In the records that follow, find the line containing "Tag the concrete" and the line containing "TARGET: power line", then transcribe both and every line between them exactly, omitting pictures.

──────

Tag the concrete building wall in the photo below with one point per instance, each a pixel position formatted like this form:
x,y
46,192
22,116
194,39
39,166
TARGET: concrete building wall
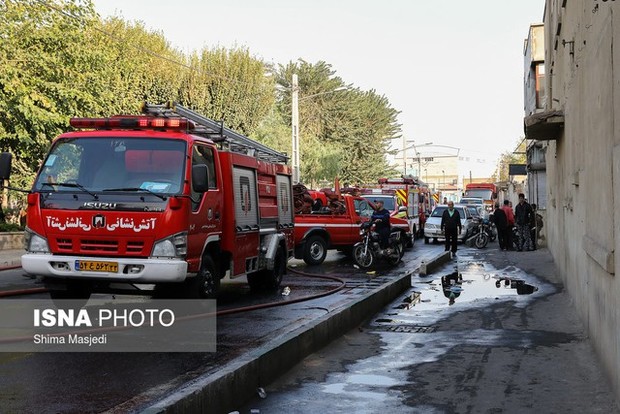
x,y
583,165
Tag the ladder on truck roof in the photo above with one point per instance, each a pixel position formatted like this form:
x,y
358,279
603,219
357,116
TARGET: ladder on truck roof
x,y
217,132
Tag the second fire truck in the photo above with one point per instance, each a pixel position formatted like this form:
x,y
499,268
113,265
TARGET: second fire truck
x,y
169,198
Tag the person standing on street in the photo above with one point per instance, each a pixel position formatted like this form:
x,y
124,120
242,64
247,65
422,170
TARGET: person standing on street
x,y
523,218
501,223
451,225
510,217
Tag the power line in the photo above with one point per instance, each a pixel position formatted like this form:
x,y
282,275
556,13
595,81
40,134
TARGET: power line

──────

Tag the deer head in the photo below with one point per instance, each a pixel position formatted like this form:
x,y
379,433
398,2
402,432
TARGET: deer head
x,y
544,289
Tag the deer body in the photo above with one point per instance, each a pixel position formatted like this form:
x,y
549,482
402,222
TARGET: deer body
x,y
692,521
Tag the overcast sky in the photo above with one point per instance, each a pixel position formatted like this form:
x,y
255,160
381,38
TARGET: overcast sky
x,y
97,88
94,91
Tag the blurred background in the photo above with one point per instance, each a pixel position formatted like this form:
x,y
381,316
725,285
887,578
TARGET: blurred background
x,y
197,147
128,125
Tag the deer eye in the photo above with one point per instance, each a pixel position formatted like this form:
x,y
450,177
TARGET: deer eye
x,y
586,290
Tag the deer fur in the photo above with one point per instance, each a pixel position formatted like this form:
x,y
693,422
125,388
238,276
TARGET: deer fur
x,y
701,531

──────

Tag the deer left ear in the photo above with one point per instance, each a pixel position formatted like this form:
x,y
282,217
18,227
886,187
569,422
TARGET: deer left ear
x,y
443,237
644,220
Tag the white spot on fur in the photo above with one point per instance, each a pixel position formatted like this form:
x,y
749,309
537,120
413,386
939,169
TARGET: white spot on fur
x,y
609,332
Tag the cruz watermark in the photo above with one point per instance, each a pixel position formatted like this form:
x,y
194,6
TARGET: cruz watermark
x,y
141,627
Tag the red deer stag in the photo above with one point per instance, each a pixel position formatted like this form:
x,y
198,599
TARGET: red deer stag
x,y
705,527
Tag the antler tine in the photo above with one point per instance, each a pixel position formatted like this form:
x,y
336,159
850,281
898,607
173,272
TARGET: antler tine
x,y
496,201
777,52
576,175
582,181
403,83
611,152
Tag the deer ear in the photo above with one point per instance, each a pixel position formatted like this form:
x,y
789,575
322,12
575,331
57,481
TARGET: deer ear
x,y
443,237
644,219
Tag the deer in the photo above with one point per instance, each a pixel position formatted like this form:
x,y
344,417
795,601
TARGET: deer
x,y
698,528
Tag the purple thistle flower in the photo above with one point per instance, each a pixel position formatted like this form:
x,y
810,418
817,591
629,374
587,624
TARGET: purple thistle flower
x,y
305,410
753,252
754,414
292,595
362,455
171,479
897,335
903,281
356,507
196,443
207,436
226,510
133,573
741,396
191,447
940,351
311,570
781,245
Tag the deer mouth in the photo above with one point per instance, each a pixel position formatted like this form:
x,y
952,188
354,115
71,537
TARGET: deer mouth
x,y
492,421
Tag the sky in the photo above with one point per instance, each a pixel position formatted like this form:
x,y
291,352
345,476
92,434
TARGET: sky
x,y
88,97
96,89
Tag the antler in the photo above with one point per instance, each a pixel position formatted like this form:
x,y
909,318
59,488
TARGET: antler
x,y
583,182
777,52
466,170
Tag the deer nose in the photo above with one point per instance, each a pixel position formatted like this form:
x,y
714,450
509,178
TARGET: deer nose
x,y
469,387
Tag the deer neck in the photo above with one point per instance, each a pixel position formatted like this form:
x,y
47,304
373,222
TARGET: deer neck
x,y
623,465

──────

Answer to this exercise.
Tag the concrete building wall in the photo below with one point per instance, each a pixel position formatted like this form:
x,y
46,192
22,116
194,39
39,166
TARGET: concrete building wall
x,y
583,165
Tag the ladder on truck roof in the photo above with one point per instance, each a pixel position formatted like this form:
x,y
358,279
603,219
357,116
TARGET: ladder on truck roof
x,y
217,132
Tag the second fire truck in the photo above with one point per instance, each a pixel position formatted like this form:
x,y
499,268
113,265
TARGET: second fire truck
x,y
169,198
Tag the person standing on street in the photo above with one point per instance, each a pixel position formatted like this form:
x,y
124,120
242,64
247,65
422,170
TARGET: person standing on street
x,y
523,218
501,223
451,225
510,217
Tag the power line in the photo above with one point per instance, each a pixel position formatted like this form:
x,y
282,275
556,13
595,81
40,134
TARGET: power line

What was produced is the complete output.